Task: Within the listing below, please copy exactly the lines between the line holding "Where can you spot the dense" and the line holding "Where can you spot the dirt", inclusive.

Entries supplied:
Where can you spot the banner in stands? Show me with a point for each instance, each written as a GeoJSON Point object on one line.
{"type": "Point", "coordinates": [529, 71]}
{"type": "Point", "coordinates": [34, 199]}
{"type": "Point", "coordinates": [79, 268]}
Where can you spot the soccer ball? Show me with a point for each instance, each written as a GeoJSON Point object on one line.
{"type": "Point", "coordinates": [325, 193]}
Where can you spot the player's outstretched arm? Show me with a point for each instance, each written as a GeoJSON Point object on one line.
==
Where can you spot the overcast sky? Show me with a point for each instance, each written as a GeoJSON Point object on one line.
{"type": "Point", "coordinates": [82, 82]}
* * *
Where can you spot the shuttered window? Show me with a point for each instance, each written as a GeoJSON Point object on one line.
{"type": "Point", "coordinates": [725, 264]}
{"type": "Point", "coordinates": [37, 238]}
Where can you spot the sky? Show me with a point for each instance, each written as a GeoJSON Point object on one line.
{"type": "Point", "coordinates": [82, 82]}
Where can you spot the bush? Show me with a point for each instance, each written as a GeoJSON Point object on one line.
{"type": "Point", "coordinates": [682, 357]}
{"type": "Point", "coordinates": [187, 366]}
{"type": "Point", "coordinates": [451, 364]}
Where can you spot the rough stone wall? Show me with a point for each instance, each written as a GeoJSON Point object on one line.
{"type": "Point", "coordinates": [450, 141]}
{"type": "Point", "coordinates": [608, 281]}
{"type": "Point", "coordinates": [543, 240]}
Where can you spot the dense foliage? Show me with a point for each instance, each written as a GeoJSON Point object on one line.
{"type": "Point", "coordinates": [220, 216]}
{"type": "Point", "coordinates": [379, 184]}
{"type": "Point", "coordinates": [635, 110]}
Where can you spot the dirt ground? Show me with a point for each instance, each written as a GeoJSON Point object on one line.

Problem solution:
Where can you spot the dense foliage? Show me with a point for each instance, each written as a GeoJSON Point object on one line.
{"type": "Point", "coordinates": [220, 216]}
{"type": "Point", "coordinates": [379, 184]}
{"type": "Point", "coordinates": [635, 110]}
Where can you spot the dirt ground? Show me with a point for each instance, each written as a GeoJSON Point object on one line.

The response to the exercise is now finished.